## 任务说明
请把下方关于推荐算法评估的文本段落中从"file_name = (os.path.expanduser('~')"到"line = line.split('|')"之间的部分（包括这两处）一字不差地重新给出。

Evaluating RMSE, MAE of algorithm KNNWithMeans.

------------
Fold 1
Computing the msd similarity matrix...
Done computing similarity matrix.
RMSE: 0.9553
MAE:  0.7514
------------
Fold 2
Computing the msd similarity matrix...
Done computing similarity matrix.
RMSE: 0.9562
MAE:  0.7539
------------
Fold 3
Computing the msd similarity matrix...
Done computing similarity matrix.
RMSE: 0.9564
MAE:  0.7536
------------
------------
Mean RMSE: 0.9560
Mean MAE : 0.7530
------------
------------
        Fold 1  Fold 2  Fold 3  Mean    
RMSE    0.9553  0.9562  0.9564  0.9560  
MAE     0.7514  0.7539  0.7536  0.7530  


In [3]:
data.raw_ratings[1]

('709', '125', 4.0, '879847730')

In [4]:
"""
以下的程序段告诉大家如何在协同过滤算法建模以后，根据一个item取回相似度最高的item，主要是用到algo.get_neighbors()这个函数
"""

from __future__ import (absolute_import, division, print_function,
                        unicode_literals)
import os
import io

from surprise import KNNBaseline
from surprise import Dataset


def read_item_names():
    """
    获取电影名到电影id 和 电影id到电影名的映射
    """

    file_name = (os.path.expanduser('~') +
                 '/.surprise_data/ml-100k/ml-100k/u.item')
    rid_to_name = {}
    name_to_rid = {}
    with io.open(file_name, 'r', encoding='ISO-8859-1') as f:
        for line in f:
            line = line.split('|')

## 存储条目
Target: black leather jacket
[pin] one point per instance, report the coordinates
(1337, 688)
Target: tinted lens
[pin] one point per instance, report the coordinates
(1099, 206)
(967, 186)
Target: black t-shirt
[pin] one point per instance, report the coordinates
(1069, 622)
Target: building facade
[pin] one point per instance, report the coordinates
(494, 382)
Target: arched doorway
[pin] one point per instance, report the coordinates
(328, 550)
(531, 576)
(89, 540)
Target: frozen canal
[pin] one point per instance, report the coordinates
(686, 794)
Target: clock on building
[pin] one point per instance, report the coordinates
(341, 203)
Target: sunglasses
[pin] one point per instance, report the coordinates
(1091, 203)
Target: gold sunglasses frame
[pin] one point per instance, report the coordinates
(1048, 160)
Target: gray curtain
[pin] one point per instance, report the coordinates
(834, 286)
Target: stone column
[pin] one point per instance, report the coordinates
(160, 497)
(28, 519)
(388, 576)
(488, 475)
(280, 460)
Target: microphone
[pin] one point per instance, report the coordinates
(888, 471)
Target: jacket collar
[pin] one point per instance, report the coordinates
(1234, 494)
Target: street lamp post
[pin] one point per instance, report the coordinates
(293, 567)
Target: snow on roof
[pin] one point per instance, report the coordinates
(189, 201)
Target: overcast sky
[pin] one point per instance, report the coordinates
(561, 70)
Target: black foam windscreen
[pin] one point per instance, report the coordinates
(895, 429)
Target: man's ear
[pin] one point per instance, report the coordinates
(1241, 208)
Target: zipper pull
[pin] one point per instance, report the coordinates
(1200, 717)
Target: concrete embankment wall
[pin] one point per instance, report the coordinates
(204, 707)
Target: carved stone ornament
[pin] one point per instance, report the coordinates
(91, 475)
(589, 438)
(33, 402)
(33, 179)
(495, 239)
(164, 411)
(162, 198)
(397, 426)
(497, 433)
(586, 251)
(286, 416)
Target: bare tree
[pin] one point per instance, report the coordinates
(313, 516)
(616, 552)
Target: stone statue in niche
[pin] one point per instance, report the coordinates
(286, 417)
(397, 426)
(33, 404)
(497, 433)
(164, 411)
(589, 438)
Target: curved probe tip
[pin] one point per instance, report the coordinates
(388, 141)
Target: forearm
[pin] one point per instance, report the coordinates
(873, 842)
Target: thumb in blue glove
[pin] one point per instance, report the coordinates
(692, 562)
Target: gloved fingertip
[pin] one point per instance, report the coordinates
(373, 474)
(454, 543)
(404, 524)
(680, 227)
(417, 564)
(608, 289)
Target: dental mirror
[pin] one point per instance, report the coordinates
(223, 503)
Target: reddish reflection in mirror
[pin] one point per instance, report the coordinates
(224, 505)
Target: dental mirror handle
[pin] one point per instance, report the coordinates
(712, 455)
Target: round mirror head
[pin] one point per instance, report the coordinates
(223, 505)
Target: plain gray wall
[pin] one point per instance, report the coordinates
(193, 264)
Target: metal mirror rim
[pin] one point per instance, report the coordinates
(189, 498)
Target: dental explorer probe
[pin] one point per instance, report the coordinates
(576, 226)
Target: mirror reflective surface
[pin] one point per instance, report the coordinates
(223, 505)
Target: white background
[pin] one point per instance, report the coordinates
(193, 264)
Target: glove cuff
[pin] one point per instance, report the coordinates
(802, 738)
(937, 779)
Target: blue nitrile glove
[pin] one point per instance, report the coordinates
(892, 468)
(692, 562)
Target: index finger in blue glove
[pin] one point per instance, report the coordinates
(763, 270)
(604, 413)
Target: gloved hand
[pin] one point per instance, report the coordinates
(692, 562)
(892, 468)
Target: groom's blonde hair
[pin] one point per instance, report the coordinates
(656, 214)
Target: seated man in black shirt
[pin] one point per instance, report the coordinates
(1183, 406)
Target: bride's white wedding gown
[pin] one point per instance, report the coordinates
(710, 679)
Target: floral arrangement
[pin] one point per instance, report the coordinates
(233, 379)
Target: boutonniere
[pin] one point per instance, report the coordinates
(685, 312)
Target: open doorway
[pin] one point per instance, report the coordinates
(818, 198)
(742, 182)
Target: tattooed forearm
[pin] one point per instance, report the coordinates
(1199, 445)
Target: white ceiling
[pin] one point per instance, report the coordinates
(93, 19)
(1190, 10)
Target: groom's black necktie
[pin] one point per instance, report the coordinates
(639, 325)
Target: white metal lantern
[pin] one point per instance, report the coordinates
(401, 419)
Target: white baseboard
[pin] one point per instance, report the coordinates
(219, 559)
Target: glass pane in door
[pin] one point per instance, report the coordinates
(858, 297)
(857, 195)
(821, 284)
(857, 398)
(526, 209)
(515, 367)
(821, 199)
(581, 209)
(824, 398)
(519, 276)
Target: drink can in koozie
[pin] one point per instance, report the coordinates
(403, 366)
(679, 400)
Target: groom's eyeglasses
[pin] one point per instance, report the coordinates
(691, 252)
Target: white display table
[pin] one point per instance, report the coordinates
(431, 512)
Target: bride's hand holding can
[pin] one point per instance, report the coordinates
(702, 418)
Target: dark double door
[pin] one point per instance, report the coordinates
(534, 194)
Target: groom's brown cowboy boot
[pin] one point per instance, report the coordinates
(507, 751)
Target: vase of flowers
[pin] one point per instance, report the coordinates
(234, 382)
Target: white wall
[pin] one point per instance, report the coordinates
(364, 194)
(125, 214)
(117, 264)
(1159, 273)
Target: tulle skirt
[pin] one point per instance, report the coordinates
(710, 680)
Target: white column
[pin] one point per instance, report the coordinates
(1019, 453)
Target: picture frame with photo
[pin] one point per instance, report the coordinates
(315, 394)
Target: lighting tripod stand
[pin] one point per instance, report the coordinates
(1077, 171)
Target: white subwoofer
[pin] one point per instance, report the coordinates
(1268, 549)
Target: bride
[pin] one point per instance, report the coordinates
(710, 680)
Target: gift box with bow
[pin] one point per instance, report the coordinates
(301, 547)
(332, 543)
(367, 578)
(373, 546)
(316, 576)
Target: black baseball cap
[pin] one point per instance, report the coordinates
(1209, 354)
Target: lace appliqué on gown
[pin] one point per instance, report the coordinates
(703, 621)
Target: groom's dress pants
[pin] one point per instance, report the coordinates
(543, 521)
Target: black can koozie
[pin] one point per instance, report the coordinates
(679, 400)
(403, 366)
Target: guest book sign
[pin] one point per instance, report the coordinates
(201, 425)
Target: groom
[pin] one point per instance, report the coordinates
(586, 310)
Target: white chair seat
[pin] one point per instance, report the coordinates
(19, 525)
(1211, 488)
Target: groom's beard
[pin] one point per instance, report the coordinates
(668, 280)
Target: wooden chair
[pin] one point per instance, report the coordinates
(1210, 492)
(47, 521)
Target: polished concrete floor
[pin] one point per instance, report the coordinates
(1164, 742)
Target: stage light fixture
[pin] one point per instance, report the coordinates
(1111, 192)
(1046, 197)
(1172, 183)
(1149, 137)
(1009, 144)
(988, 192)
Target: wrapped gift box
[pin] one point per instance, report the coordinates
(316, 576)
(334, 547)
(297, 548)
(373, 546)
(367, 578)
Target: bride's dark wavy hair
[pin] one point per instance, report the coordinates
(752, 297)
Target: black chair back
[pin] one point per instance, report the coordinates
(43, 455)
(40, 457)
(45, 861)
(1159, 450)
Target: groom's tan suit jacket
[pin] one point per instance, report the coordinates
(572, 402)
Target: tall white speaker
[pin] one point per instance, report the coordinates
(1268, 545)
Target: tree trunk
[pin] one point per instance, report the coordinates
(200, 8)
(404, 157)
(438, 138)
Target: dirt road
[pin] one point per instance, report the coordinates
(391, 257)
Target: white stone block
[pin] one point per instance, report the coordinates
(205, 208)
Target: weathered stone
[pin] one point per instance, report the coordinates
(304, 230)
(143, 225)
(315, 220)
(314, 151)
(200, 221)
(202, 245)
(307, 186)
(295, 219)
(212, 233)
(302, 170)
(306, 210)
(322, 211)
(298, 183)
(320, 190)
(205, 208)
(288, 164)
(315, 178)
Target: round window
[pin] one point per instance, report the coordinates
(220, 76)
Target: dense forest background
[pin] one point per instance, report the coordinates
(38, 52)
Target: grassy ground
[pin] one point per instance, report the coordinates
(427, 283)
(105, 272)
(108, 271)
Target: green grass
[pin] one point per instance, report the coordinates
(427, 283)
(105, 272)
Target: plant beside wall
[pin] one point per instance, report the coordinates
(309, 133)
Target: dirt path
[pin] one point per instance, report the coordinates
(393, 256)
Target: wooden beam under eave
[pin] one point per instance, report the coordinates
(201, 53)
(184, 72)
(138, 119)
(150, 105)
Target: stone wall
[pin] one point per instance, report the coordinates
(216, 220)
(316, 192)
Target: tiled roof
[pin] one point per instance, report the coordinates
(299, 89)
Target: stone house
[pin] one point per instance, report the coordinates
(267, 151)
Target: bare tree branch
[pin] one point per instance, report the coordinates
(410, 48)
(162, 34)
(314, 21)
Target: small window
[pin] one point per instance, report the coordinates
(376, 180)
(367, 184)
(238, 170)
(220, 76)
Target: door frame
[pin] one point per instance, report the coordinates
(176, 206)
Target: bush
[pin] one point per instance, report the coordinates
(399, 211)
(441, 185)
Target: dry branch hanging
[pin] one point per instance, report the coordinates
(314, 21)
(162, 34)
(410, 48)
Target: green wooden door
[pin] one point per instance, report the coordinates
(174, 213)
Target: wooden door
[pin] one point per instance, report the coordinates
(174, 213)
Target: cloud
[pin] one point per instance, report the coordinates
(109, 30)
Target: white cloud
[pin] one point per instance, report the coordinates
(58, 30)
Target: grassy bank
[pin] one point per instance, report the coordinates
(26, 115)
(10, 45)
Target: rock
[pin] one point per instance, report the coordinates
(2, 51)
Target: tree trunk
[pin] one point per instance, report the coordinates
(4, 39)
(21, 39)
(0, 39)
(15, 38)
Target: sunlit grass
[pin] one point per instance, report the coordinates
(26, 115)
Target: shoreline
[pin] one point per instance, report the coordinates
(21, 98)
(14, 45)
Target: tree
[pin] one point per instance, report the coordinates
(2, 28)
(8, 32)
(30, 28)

## 练习输出
file_name = (os.path.expanduser('~') +
                 '/.surprise_data/ml-100k/ml-100k/u.item')
    rid_to_name = {}
    name_to_rid = {}
    with io.open(file_name, 'r', encoding='ISO-8859-1') as f:
        for line in f:
            line = line.split('|')